***** Records for the exercise
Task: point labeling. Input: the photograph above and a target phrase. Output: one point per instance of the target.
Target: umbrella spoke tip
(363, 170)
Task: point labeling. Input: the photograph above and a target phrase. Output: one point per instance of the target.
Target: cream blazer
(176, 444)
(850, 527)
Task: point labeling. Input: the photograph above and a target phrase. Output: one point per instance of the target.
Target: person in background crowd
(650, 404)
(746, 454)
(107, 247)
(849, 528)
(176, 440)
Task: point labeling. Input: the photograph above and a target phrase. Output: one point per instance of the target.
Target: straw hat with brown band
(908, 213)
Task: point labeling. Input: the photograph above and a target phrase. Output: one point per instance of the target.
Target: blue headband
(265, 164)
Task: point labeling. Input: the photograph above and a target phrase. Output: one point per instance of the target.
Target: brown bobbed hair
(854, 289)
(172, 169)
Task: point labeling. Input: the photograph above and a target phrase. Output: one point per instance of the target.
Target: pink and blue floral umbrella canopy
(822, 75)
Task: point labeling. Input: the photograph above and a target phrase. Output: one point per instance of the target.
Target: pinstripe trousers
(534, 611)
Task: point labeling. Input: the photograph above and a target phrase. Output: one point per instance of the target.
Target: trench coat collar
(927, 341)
**********
Stated problem: Reproduce all of the material above word for word and line for line, leaving nothing out.

The result:
Task: point labeling. Input: the photograph above and a target phrase. Output: one point per instance of the target.
Target: umbrella spoke tip
(363, 170)
Task: point labeling. Input: the photograph above and a target phrase. Output: one point per instance of the target.
Target: cream blazer
(176, 444)
(850, 527)
Task: point labeling. Input: the photograph above and a target phrase. Output: one point per instance of the target.
Target: person in background crowd
(650, 404)
(746, 454)
(107, 247)
(849, 528)
(176, 440)
Task: point labeling. Input: the photograph above and a target phrase. Output: one point per instance of the target.
Target: straw hat with brown band
(908, 213)
Task: point labeling. Input: the photograph above and a target phrase. Output: one point per instance of the target.
Target: blue headband
(265, 164)
Task: point labeling. Input: the photograph above and a target phrase. Output: one point per instance of the target.
Target: brown bobbed hair
(854, 289)
(172, 169)
Task: point labeling. Input: the photograph above and a target phrase. Output: one point per instance of the target.
Target: pink and blue floral umbrella canopy
(822, 75)
Task: point labeling. Input: the photograph above and a target phrase. Output: one point per instance of the target.
Target: pinstripe trousers
(534, 611)
Task: point labeling. Input: the photograph above and a target phrase. Output: one point per instance of the target.
Target: trench coat collar
(927, 341)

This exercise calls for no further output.